# [PROBLEM TO WORK ON]
Recast the lines below as a JSON list of strings, one string per line, leaving out any blank lines.
[Start of MATERIAL FOR THE TASK]
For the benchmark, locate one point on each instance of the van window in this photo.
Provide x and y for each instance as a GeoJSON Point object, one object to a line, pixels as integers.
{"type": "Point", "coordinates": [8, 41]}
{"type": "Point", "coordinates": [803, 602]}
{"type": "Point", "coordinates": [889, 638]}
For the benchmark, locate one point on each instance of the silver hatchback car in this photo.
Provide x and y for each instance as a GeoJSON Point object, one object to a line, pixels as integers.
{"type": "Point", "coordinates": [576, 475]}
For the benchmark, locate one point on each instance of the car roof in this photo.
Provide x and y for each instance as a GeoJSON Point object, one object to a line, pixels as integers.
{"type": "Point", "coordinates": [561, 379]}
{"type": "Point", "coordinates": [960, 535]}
[End of MATERIAL FOR THE TASK]
# [SOLUTION TO THIS TASK]
[
  "For the benchmark, locate one point on each instance of the van window in this photo.",
  "Provide x and y for each instance as a GeoJSON Point object, one object to a line, pixels as integers.",
  "{\"type\": \"Point\", \"coordinates\": [8, 41]}",
  "{\"type\": \"Point\", \"coordinates\": [803, 602]}",
  "{\"type\": \"Point\", \"coordinates\": [889, 638]}",
  "For the benchmark, locate one point on each instance of the silver hatchback car in this photo.",
  "Provide x and y for each instance as a GeoJSON Point object, one object to a line, pixels as integers.",
  "{\"type\": \"Point\", \"coordinates\": [576, 475]}",
  "For the benchmark, locate one point on each instance of the car roof in this photo.",
  "Provide x and y for each instance as a GeoJSON Point object, one object to a line, pixels as integers.",
  "{\"type\": \"Point\", \"coordinates\": [561, 379]}",
  "{\"type\": \"Point\", \"coordinates\": [960, 535]}"
]